Saved entries:
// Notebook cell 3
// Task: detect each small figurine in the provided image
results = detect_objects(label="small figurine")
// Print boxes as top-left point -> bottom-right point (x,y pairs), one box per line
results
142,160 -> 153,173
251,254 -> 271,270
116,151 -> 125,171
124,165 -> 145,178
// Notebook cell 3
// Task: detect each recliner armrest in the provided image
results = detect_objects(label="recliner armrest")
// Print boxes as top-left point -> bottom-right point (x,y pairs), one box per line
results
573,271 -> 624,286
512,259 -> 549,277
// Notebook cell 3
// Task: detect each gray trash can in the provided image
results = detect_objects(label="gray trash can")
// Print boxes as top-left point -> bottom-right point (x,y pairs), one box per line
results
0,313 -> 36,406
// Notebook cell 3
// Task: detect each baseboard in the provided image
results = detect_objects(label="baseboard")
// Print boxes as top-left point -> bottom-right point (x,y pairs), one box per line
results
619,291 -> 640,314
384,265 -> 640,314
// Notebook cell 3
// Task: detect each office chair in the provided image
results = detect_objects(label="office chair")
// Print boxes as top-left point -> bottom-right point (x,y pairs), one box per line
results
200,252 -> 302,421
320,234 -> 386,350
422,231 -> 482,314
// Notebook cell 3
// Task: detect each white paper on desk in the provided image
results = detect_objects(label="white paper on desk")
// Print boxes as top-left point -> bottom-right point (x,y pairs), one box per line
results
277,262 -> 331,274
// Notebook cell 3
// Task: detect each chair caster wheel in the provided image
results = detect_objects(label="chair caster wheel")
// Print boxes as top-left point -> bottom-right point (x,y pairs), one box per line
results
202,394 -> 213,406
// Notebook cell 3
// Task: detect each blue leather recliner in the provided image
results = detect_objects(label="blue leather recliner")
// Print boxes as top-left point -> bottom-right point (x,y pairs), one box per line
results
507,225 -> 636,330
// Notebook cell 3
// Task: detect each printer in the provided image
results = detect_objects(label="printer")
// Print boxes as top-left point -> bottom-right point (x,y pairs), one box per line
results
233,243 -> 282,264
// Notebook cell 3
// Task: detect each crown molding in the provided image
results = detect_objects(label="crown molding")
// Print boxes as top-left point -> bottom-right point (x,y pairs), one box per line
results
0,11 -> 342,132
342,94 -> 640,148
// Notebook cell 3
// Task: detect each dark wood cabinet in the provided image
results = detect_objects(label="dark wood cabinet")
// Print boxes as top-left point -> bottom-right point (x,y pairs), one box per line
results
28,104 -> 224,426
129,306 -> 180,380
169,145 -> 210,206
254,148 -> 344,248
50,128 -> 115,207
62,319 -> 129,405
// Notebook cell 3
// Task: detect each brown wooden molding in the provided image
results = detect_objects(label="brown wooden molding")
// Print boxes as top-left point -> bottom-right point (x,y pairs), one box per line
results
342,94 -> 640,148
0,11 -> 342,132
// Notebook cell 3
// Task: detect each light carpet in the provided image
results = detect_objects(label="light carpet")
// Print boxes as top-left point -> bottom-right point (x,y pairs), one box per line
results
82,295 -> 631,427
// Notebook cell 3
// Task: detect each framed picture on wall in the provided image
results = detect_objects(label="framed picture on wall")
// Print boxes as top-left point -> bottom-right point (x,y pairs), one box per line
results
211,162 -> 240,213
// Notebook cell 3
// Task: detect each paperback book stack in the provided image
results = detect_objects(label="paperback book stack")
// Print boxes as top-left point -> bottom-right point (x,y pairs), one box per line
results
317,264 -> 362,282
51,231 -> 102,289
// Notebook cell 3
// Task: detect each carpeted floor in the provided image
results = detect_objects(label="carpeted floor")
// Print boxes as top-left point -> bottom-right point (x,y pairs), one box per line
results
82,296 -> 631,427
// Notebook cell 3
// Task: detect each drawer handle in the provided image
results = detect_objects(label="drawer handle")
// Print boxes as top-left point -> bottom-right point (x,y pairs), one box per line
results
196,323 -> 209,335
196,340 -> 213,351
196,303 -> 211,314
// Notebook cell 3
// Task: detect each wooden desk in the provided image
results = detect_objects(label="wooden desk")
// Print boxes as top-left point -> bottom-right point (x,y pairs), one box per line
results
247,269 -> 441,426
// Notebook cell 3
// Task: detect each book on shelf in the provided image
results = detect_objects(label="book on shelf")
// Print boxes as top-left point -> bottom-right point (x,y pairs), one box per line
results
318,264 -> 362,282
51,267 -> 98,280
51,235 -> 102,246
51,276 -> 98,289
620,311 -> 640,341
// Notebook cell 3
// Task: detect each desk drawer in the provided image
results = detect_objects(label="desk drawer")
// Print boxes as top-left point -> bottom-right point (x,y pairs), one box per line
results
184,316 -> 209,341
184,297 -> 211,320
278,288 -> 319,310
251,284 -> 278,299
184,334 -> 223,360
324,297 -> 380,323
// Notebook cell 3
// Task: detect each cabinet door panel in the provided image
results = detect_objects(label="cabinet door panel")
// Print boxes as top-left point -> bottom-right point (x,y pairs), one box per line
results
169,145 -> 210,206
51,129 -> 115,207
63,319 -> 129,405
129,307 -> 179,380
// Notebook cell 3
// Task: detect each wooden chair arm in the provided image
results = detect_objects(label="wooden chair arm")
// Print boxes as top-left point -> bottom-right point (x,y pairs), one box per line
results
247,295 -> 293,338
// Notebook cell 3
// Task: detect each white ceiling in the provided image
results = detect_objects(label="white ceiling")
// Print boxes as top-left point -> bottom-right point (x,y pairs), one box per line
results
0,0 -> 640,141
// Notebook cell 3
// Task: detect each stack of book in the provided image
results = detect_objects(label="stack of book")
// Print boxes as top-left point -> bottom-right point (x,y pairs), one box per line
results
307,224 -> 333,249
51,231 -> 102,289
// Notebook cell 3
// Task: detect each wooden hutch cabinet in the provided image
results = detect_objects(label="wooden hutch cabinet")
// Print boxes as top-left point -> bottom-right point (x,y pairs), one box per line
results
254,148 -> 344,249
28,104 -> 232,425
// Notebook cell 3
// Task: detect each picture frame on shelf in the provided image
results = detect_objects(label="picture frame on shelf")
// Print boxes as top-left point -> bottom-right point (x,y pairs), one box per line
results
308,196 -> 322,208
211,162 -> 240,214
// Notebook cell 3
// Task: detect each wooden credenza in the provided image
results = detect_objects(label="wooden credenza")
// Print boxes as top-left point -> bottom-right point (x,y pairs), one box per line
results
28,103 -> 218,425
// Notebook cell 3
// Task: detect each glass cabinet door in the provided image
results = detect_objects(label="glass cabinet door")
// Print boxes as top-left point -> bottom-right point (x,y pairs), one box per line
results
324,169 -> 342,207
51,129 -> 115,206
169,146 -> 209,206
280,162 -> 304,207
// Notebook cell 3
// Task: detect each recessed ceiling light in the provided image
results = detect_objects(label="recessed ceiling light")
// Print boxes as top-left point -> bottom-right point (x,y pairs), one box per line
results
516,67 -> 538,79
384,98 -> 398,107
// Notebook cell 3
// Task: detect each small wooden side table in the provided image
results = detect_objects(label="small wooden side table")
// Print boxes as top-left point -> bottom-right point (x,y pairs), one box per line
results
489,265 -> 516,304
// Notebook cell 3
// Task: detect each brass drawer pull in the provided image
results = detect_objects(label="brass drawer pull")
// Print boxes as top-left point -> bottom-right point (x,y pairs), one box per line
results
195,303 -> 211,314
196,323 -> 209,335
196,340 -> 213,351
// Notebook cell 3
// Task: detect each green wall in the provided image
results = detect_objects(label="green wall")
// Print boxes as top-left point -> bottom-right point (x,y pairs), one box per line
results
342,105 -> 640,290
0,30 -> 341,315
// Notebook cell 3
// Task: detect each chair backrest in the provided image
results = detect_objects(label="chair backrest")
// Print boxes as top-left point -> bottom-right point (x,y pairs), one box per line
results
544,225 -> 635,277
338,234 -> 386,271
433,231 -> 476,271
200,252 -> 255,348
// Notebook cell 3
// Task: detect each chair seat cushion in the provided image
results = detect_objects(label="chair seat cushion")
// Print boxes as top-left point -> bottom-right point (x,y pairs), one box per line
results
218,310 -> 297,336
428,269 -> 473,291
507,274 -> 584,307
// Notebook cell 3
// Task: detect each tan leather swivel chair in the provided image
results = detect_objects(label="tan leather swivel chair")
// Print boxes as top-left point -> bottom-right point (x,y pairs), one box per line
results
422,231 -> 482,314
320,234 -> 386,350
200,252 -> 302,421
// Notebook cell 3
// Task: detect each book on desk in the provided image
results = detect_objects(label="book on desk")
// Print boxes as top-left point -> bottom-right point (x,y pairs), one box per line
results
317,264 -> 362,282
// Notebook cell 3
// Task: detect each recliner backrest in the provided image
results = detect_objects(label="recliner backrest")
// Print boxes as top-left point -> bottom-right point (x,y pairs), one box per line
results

## Task directions
Write out, word for word, the stretch of saved entries from the beginning through the line containing "142,160 -> 153,173", including that line.

## Exercise output
// Notebook cell 3
// Task: detect each small figurine in the provided image
results = detect_objects(label="small figurine")
// Print boxes as top-left point -> bottom-right point (x,y pairs), one box per line
results
142,160 -> 153,173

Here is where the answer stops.